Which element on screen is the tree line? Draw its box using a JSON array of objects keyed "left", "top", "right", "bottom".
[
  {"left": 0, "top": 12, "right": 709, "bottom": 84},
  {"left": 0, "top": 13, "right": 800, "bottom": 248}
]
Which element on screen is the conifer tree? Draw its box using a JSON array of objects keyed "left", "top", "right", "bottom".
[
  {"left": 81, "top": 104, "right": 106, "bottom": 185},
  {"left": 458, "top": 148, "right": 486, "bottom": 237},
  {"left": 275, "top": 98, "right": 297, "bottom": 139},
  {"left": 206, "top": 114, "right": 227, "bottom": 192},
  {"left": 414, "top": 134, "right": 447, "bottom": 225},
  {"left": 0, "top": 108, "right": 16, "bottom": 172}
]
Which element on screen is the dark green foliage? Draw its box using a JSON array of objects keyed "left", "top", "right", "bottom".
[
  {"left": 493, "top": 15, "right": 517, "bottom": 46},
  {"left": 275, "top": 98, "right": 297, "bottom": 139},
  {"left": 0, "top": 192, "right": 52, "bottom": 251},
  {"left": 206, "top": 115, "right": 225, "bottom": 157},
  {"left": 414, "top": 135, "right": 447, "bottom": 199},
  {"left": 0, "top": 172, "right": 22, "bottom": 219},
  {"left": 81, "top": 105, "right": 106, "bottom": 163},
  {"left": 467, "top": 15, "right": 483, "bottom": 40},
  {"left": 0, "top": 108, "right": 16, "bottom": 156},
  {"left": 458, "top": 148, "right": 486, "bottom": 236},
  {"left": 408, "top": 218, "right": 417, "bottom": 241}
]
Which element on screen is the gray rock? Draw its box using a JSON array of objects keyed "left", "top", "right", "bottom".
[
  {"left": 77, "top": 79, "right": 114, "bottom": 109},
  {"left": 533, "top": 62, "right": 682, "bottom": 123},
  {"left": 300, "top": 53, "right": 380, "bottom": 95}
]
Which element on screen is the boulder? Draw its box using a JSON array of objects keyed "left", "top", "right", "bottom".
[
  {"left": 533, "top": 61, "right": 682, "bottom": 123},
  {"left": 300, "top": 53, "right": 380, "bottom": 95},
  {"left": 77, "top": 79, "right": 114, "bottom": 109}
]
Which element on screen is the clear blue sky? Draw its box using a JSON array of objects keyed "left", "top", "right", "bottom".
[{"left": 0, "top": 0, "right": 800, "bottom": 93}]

• _WHAT THE EXERCISE ASKS_: Convert all the entries above into a numbered list, leaving out any blank lines.

• _OUTPUT FOR THIS EXERCISE_:
1. Which element on screen is the tree line? Draw its box using a JSON array of objects keyed "left", "top", "right", "bottom".
2. [
3.   {"left": 0, "top": 12, "right": 709, "bottom": 84},
4.   {"left": 0, "top": 13, "right": 800, "bottom": 248}
5. ]
6. Which element on screen is the conifer tree? Draw its box using a JSON array of objects keyed "left", "top", "right", "bottom".
7. [
8.   {"left": 81, "top": 104, "right": 106, "bottom": 185},
9.   {"left": 458, "top": 148, "right": 486, "bottom": 237},
10.   {"left": 275, "top": 98, "right": 297, "bottom": 139},
11.   {"left": 206, "top": 114, "right": 227, "bottom": 192},
12.   {"left": 414, "top": 134, "right": 447, "bottom": 225},
13.   {"left": 0, "top": 108, "right": 16, "bottom": 172}
14. ]
15. Which element on screen is the dark green foliage? Draw its box using a JSON array of objects keyed "left", "top", "right", "bottom".
16. [
17.   {"left": 493, "top": 15, "right": 517, "bottom": 46},
18.   {"left": 275, "top": 98, "right": 297, "bottom": 139},
19.   {"left": 0, "top": 192, "right": 52, "bottom": 251},
20.   {"left": 206, "top": 115, "right": 225, "bottom": 157},
21.   {"left": 414, "top": 135, "right": 447, "bottom": 199},
22.   {"left": 0, "top": 172, "right": 22, "bottom": 219},
23.   {"left": 81, "top": 105, "right": 106, "bottom": 163},
24.   {"left": 467, "top": 15, "right": 483, "bottom": 40},
25.   {"left": 0, "top": 108, "right": 16, "bottom": 156},
26.   {"left": 458, "top": 148, "right": 486, "bottom": 236},
27.   {"left": 408, "top": 218, "right": 417, "bottom": 241}
28. ]
29. Which element on screen is the gray rock? Draw its box using a JSON array of objects keyed "left", "top", "right", "bottom".
30. [
31.   {"left": 77, "top": 79, "right": 114, "bottom": 109},
32.   {"left": 533, "top": 62, "right": 682, "bottom": 123},
33.   {"left": 300, "top": 53, "right": 380, "bottom": 95}
34. ]
35. Which element on screen is the boulder? Draw its box using a JSON array of objects keyed "left", "top", "right", "bottom".
36. [
37.   {"left": 533, "top": 61, "right": 682, "bottom": 123},
38.   {"left": 300, "top": 53, "right": 380, "bottom": 95},
39.   {"left": 77, "top": 79, "right": 114, "bottom": 109}
40. ]
41. Which element on screen is the clear blue sky? Draw its box using a JSON array of objects keyed "left", "top", "right", "bottom".
42. [{"left": 0, "top": 0, "right": 800, "bottom": 93}]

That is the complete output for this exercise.